_Selected excerpt_
+ + + + + + +

= Kartarpur, Rupnagar =

Village in Rupnagar district, Punjab, India

Kartarpur is a village of 1.86411 sqmi which lies 4 km from NurPur Bedi in Tehsil Anandpur Sahib, Rupnagar district, Punjab, India and 3 km from the Kikar Lodge. Other nearby villages are Gurse Majra and Hayatpur. Kartarpur is located in the foothills of the Shivalik range of the Himalayas.

==Climate==
Kartarpur has a humid subtropical climate characterized by a seasonal rhythm with very hot summers, mild winters, unreliable rainfall and great variation in temperature (-1 °C to 41.2 °C). The average annual rainfall is 1110.7 mm. Spring temperatures vary between a maximum of 16 °C to 25 °C and minimums 9 °C to 18 °C and the climate is pleasant. Summer is from mid-May to mid-June. Rarely there are very hot days to 45 °C. Temperatures generally remain between 35 and 40 C. The monsoon season lasts from mid-June to mid-September. Kartarpur receives moderate to heavy rainfall and sometimes heavy to very heavy rainfall (generally during the month of August or September). Usually, the rain bearing monsoon winds blow from south-west / south-east. The maximum amount of rain received by Kartarpur in a single day was 200.5 mm in a single day. Autumn is from mid-March to April. The temperature may rise to a maximum of 36 °C. Temperatures usually remain between 16° and 27°. The minimum temperature is around 11 °C. Winters last from November to mid-March. The temperature is mild but can get chilly. Average temperatures in the winter are (max) 7 °C to 15 °C and (min) -3 °C to 5 °C. Rain comes from the west and usually a lasts for 2–3 days, sometimes with hail.

==Environment==
The foothills of the Shiwalik Range are forested. Some areas are protected. There are areas of public (village council) and private ownership. Local fauna includes: sambar, muntjacs (barking deer), woodpeckers, peacocks, parrots and forest pigs.

==Governance==
The village head (Nambardar) is Sh. Mandeep Bhumbla. There is also a national government funded village council (panchayat). It has seven members chaired by Ch Husan Lal Bhumbla.

==Demographics==
The India 2011 census recorded 5205 inhabitants. Males constitute 56% of the population and females 44%. The sex ratio is 812 females for every 1,000 males. Kartarpur has an average literacy rate of 76.9%, higher than the national average of 64.8%. About 12% of the population is under 6 years of age. the population is predominantly Gujjar's. There are also Gujjar...(Bajarh, Bhumbla, Kassana, Bhatia, Chouhan, Chechi.), (caste)|Nai]], Sunehars, Luhar's Mazhbi's and Khattari in small numbers.

+ + + + + + +

_Supplied information_
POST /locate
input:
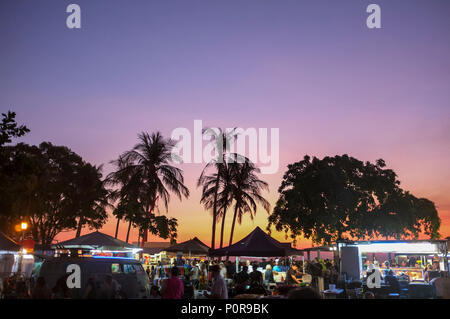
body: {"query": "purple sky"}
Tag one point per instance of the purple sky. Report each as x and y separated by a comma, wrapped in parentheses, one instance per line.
(311, 68)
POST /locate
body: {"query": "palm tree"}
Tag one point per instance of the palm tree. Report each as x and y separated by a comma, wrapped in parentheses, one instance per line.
(246, 190)
(149, 165)
(126, 190)
(213, 183)
(92, 197)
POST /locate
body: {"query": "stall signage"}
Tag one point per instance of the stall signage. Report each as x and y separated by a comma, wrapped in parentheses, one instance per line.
(374, 277)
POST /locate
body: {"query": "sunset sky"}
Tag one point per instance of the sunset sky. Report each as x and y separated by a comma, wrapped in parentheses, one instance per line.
(310, 68)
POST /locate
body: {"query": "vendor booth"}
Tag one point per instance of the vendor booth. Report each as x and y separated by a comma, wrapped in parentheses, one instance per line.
(258, 244)
(405, 258)
(191, 248)
(10, 253)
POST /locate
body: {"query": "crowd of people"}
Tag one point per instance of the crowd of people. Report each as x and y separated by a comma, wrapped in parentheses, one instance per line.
(222, 279)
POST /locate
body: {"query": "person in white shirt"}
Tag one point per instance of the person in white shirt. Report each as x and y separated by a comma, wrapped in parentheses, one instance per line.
(195, 275)
(219, 288)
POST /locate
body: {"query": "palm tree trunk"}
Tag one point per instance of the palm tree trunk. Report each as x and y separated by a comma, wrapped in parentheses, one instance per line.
(223, 227)
(80, 225)
(233, 224)
(128, 231)
(117, 227)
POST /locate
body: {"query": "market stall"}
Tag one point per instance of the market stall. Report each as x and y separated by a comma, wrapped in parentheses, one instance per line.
(96, 244)
(258, 244)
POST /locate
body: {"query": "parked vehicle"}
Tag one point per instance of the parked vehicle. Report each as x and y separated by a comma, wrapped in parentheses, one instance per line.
(129, 273)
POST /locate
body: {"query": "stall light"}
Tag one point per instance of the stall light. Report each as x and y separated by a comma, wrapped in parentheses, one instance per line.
(108, 257)
(412, 248)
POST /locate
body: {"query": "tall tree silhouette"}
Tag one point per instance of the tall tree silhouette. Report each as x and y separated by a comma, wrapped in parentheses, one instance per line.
(213, 182)
(246, 190)
(148, 165)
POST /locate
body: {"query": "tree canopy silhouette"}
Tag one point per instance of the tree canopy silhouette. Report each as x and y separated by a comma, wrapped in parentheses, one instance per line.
(53, 189)
(341, 197)
(9, 128)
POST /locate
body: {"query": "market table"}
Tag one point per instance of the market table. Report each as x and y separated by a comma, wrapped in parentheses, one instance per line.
(420, 290)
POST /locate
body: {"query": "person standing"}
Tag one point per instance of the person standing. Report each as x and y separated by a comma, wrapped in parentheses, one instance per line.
(41, 291)
(268, 275)
(172, 288)
(219, 288)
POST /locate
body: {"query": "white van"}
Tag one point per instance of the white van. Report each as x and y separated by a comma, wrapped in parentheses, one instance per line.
(128, 272)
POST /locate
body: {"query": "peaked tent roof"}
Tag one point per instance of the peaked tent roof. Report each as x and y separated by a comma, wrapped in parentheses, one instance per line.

+ + + + + + +

_Action item 1_
In the Kartarpur article, copy the stretch from "Kartarpur is a" through "of the Himalayas.".
_Action item 2_
According to the Kartarpur article, how many members sit on the village council?
_Action item 3_
List every animal that the Kartarpur article names as local fauna.
None of the entries are needed for the work here.

_Answer area 1_
Kartarpur is a village of 1.86411 sqmi which lies 4 km from NurPur Bedi in Tehsil Anandpur Sahib, Rupnagar district, Punjab, India and 3 km from the Kikar Lodge. Other nearby villages are Gurse Majra and Hayatpur. Kartarpur is located in the foothills of the Shivalik range of the Himalayas.

_Answer area 2_
Seven members.

_Answer area 3_
Sambar, muntjacs (barking deer), woodpeckers, peacocks, parrots, forest pigs